§ **TASK OBJECTIVE**
Write out each of the rows below word for word, in the same order.

>> start INFORMATION SUPPLIED

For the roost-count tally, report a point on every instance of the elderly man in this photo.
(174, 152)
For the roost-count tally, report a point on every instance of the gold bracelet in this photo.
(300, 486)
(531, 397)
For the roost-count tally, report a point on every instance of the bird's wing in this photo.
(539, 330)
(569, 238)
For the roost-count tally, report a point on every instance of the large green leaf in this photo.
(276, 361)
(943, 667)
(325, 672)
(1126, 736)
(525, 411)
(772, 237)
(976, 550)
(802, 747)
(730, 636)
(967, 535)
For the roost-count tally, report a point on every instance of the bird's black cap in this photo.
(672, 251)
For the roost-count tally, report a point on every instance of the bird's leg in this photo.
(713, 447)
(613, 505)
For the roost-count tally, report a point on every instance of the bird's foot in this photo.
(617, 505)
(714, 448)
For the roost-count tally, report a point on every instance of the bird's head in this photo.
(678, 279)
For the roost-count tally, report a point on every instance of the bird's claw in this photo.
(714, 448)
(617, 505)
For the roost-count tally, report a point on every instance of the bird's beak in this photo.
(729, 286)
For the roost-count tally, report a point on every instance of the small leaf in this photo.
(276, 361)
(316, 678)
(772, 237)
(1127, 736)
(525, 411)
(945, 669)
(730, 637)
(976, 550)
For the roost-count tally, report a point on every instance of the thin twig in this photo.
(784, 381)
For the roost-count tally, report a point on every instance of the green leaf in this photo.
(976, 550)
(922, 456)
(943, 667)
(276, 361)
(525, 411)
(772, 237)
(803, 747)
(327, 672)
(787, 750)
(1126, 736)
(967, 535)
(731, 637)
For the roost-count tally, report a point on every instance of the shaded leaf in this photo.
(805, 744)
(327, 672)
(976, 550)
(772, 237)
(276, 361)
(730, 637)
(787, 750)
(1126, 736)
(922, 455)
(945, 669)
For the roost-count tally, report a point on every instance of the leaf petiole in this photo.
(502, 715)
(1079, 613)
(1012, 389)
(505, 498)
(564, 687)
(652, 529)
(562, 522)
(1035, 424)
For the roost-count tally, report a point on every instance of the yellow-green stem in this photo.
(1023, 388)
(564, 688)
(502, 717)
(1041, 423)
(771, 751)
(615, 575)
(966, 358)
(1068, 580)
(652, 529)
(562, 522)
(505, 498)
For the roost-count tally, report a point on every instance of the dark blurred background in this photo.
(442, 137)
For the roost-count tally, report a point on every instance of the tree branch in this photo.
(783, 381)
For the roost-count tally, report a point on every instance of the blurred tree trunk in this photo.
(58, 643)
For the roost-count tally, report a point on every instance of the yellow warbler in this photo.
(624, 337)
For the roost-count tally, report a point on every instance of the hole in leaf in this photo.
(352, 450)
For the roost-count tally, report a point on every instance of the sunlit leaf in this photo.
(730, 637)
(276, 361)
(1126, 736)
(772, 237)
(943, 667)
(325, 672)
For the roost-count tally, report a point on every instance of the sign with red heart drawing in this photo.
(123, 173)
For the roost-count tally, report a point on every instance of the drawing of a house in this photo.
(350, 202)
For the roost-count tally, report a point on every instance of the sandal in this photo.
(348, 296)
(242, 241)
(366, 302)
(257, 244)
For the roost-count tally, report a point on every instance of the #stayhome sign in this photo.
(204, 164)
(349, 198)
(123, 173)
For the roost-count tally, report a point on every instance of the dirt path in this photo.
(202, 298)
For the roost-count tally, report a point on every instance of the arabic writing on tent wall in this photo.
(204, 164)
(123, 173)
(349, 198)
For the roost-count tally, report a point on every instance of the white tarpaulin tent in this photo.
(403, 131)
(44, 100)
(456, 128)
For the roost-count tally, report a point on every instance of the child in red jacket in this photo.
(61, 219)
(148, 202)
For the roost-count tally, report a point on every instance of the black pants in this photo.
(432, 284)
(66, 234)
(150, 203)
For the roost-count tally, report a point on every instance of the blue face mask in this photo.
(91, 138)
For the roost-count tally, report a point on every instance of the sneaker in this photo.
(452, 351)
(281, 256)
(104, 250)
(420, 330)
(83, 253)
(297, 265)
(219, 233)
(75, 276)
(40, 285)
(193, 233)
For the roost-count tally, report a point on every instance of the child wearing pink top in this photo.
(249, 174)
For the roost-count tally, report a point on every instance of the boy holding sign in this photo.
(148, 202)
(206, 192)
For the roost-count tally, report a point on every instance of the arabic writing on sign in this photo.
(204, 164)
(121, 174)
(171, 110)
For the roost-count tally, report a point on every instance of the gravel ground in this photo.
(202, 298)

>> end INFORMATION SUPPLIED

§ **RESULT OF THE TASK**
For the roost-count tally, report a point on every instance of the elderly man in this photo.
(174, 152)
For the roost-count tally, report a point on every instance of the gold bracelet in this photo.
(300, 486)
(531, 397)
For the roost-count tally, report a point on every instance of the bird's wing in this photo.
(539, 330)
(569, 238)
For the roost-count tally, report a point on every instance of the large green leaf in this photo.
(276, 361)
(943, 667)
(325, 672)
(1126, 736)
(525, 411)
(772, 237)
(976, 550)
(802, 747)
(730, 636)
(967, 535)
For the roost-count tally, report a point on every instance of the bird's black cap in this photo.
(672, 251)
For the roost-count tally, report a point on every instance of the bird's leg in this photo.
(713, 447)
(613, 505)
For the roost-count tally, report a point on every instance of the bird's foot in this photo.
(617, 505)
(714, 448)
For the roost-count tally, report a point on every instance of the bird's head in this photo.
(678, 279)
For the roost-count tally, report a point on every instance of the bird's claw in this photo.
(714, 448)
(617, 505)
For the roost-count tally, report a point on every instance of the bird's beak in this photo.
(729, 286)
For the roost-count tally, report a point on every instance of the small leaf in this photo.
(276, 361)
(316, 678)
(772, 237)
(1127, 736)
(525, 411)
(945, 669)
(730, 637)
(976, 550)
For the roost-count tally, report a point on every instance of the thin twig in this photo.
(784, 381)
For the roost-count tally, report a point on every instance of the green leaf in this photo.
(976, 550)
(922, 456)
(943, 667)
(276, 361)
(525, 411)
(772, 237)
(803, 747)
(327, 672)
(787, 750)
(1126, 736)
(967, 535)
(731, 637)
For the roost-count tally, report a point on every instance of the shaded leaf in this photo.
(805, 744)
(327, 672)
(976, 550)
(772, 237)
(276, 361)
(730, 637)
(787, 750)
(1126, 736)
(922, 455)
(945, 669)
For the roost-count tally, report a point on every instance of the leaf petiole in this photo.
(502, 715)
(1079, 613)
(1012, 389)
(505, 498)
(564, 687)
(652, 529)
(562, 522)
(1035, 424)
For the roost-count tally, report a point on every instance of the yellow-green stem in this photo.
(1023, 388)
(564, 688)
(502, 717)
(1041, 423)
(771, 751)
(615, 575)
(966, 358)
(1068, 580)
(652, 529)
(562, 522)
(505, 498)
For the roost-count tally, report a point on every instance of the dark blurred background in this photo.
(442, 137)
For the roost-count tally, report a point on every instance of the tree branch in this photo.
(783, 381)
For the roost-count tally, report a point on every instance of the blurred tree trunk in this photo.
(58, 643)
For the roost-count tally, report a point on every instance of the yellow warbler in this photo.
(624, 337)
For the roost-count tally, report a point on every instance of the hole in leaf in this photo.
(352, 450)
For the roost-count tally, report a point on every instance of the sunlit leaf in this photo.
(730, 637)
(276, 361)
(1126, 736)
(772, 237)
(943, 667)
(325, 672)
For the roost-count tally, report a point on every instance of the sign with red heart drawing in this photo.
(123, 173)
For the roost-count tally, report a point on every instance of the drawing of a house in this photo.
(350, 202)
For the roost-count tally, report a point on every instance of the sandal in this photo.
(348, 296)
(242, 241)
(366, 302)
(257, 244)
For the roost-count tally, report a point on every instance of the #stayhome sign in this photo.
(204, 164)
(349, 198)
(123, 173)
For the roost-count tally, report a point on every instance of the dirt path in this photo.
(202, 298)
For the roost-count tally, report a point on every instance of the arabic writing on tent wall in this photo.
(204, 164)
(123, 173)
(349, 198)
For the roost-count tally, report a point on every instance of the white tarpaulin tent in this photo.
(403, 131)
(44, 100)
(456, 128)
For the roost-count tally, report a point on every instance of the child in red jacket in this photo.
(61, 219)
(148, 202)
For the roost-count tally, report a point on every instance of the black pants in this photo.
(432, 284)
(66, 234)
(150, 203)
For the roost-count tally, report a point on every instance of the blue face mask in this photo.
(91, 138)
For the roost-count tally, report a point on every instance of the sneaker in this photo.
(452, 351)
(281, 256)
(104, 250)
(420, 330)
(83, 253)
(297, 265)
(219, 233)
(75, 276)
(40, 285)
(193, 233)
For the roost-count tally, report a point on every instance of the child wearing pink top in this photo.
(249, 174)
For the roost-count tally, report a point on every instance of the boy holding sign in this photo.
(148, 202)
(206, 192)
For the roost-count tally, report a point on every instance of the arabic writing on sign in this photo.
(204, 164)
(121, 174)
(171, 110)
For the roost-count tally, report a point on every instance of the gravel ground in this photo.
(202, 298)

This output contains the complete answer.